**Excerpted records:**
+ + + +
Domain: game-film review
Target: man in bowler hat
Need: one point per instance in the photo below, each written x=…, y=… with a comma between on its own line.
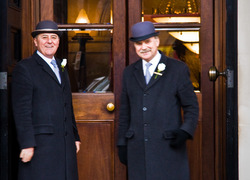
x=152, y=133
x=43, y=112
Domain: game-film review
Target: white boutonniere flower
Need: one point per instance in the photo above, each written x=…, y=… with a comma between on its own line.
x=161, y=67
x=63, y=64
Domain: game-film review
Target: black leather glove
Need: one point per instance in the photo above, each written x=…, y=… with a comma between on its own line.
x=122, y=153
x=180, y=138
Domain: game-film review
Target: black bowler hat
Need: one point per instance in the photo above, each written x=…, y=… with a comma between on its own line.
x=142, y=31
x=46, y=27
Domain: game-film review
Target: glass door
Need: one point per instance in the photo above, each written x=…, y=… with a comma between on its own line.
x=94, y=43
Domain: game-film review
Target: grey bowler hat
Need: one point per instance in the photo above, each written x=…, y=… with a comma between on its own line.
x=142, y=31
x=46, y=27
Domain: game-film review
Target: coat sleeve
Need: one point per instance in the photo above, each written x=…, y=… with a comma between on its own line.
x=22, y=91
x=124, y=115
x=188, y=102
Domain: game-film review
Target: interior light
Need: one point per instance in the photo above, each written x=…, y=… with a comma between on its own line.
x=186, y=36
x=177, y=19
x=194, y=47
x=82, y=17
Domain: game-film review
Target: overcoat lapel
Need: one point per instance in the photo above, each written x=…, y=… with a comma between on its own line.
x=140, y=77
x=62, y=74
x=138, y=72
x=154, y=79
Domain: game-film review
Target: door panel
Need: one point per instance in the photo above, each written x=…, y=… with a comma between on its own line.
x=194, y=147
x=96, y=129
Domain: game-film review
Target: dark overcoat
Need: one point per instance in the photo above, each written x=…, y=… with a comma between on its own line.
x=148, y=114
x=45, y=120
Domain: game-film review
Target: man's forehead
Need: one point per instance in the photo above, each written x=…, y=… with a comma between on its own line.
x=47, y=34
x=145, y=40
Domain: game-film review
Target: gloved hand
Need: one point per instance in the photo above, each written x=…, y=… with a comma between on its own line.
x=180, y=138
x=122, y=153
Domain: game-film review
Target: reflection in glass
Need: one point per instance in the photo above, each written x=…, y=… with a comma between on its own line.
x=185, y=51
x=97, y=11
x=171, y=11
x=89, y=60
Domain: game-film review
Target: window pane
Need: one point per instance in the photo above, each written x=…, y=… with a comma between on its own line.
x=89, y=11
x=184, y=46
x=171, y=11
x=89, y=60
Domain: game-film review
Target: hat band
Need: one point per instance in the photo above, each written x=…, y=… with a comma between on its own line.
x=37, y=30
x=141, y=38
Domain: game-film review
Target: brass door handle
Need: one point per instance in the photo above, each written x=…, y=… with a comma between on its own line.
x=110, y=107
x=213, y=73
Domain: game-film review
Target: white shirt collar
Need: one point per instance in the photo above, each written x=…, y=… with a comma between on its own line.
x=47, y=60
x=155, y=61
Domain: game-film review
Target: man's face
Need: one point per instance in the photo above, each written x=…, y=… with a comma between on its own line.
x=147, y=49
x=47, y=44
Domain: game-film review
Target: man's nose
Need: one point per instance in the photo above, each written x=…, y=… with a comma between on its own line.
x=143, y=45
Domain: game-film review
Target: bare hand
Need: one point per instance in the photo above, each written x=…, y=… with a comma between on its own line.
x=27, y=154
x=78, y=143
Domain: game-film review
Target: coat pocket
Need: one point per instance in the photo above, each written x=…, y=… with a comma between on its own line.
x=44, y=129
x=168, y=135
x=129, y=134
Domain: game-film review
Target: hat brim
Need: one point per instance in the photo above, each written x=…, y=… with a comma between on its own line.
x=36, y=32
x=141, y=38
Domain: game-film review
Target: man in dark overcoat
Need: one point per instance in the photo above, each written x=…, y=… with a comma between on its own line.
x=152, y=133
x=43, y=112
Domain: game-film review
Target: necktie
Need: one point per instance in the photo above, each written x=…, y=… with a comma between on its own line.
x=56, y=69
x=148, y=75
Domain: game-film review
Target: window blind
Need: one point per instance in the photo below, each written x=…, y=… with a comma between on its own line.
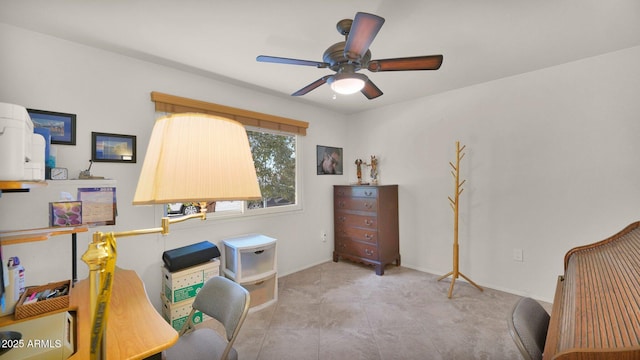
+ + + +
**Task description:** Copy all of the entries above word for word, without the pictures.

**Task solution:**
Domain: game-film review
Target: man in bowler hat
Need: one point per instance in the photo below, each written x=…, y=… with a comma between on its own line.
x=152, y=133
x=43, y=112
Domain: game-film review
Target: white boutonniere flower
Need: one point per instance in the photo above, each written x=…, y=… with a comma between on its own line.
x=161, y=67
x=63, y=64
Domain: game-film review
Target: black leather glove
Need: one point per instance in the photo above, each written x=…, y=… with a comma between on its own line.
x=122, y=153
x=180, y=138
Domain: game-film review
Target: black bowler hat
Need: one point per instance in the photo above, each written x=…, y=… with a comma between on its own line.
x=142, y=31
x=46, y=27
Domain: game-film review
Target: glass door
Need: one point per instance in the photo above, each written x=…, y=… with a comma between on its own line.
x=94, y=43
Domain: game-film review
Target: grey bowler hat
Need: one point per instance in the photo above, each written x=…, y=… with a comma between on its own line.
x=142, y=31
x=46, y=27
Domain: game-film review
Target: coat sleeve
Need: one point per instance in the photo above, each written x=…, y=… with a comma between on its own line.
x=22, y=91
x=124, y=115
x=188, y=102
Domain: game-film review
Target: interior light
Need: one point per instance in the photo above, each written x=…, y=… with a comma between on its own line.
x=186, y=36
x=177, y=19
x=194, y=47
x=82, y=17
Domain: game-film review
Target: overcoat lapel
Need: one point per instance in the photo above, each written x=…, y=… with a comma between on its own line.
x=140, y=77
x=62, y=74
x=138, y=72
x=154, y=79
Domain: game-film review
Target: door panel
Need: one point per instance in the photo above, each written x=…, y=… with a comma between on its own line.
x=194, y=147
x=96, y=129
Domain: game-film review
Target: dark overcoat
Need: one point per instance in the photo above, each written x=…, y=… with a comma between on its own line.
x=148, y=114
x=45, y=120
Domain: game-film review
Target: man's forehead
Need: one point per instance in the photo above, each written x=…, y=… with a comma between on its own line.
x=47, y=34
x=145, y=40
Domain: game-film review
Target: gloved hand
Need: one point per instance in the photo above, each written x=…, y=… with a comma between on its own line.
x=180, y=138
x=122, y=153
Domain: game-film review
Target: reflection in glass
Need: one point per instance in the photo above, each written x=…, y=… with a comma between on its own line.
x=185, y=51
x=97, y=11
x=171, y=11
x=89, y=60
Domain: game-film review
Target: window pane
Need: one point per instance in the photo above, each written x=…, y=… with a comma between on its own line.
x=89, y=11
x=184, y=46
x=171, y=11
x=89, y=60
Domain: game-film review
Target: hat band
Need: one point per instance in the photo above, each written x=…, y=… with a comma between on its own line.
x=37, y=30
x=141, y=38
Domain: game-film review
Target: brass door handle
Need: one point per instance in the photo above, each written x=…, y=… with a comma between on its own line.
x=110, y=107
x=213, y=73
Domain: game-film review
Target: white shirt collar
Need: one point per instance in the photo above, each written x=…, y=… with a comma between on its own line.
x=47, y=60
x=155, y=61
Domain: game-film review
Target: man's face
Need: one point per instance in the photo above, each written x=…, y=… with a comma between on its own line.
x=147, y=49
x=47, y=44
Domain: game-film review
Target: man's nose
Need: one point per instance in the photo above, each written x=…, y=… with a comma between on its own line.
x=143, y=45
Domain: game-film review
Target: bare hand
Need: one point per instance in the photo above, each written x=…, y=… with a comma between on its own line.
x=27, y=154
x=78, y=143
Domain: game-film review
Target: coat pocket
Need: one point per instance in the photo above, each written x=…, y=… with a comma between on its own line.
x=44, y=129
x=168, y=135
x=129, y=134
Domain: game-film review
Target: hat brim
Need: one point per instance in the photo above, each written x=…, y=… with a comma between on its own line.
x=36, y=32
x=141, y=38
Domain: game-film review
Target: man in dark overcoat
Need: one point per instance in the photo above, each written x=…, y=… with a comma between on its own line.
x=152, y=133
x=43, y=112
Domain: game-film review
Target: necktie
Need: one point per instance in the photo above, each written x=…, y=… with a comma between on its own line.
x=56, y=69
x=148, y=75
Domain: game-film review
Target: window blind
Need: one point per instance in the photo below, each written x=…, y=… with a comma between on its own line.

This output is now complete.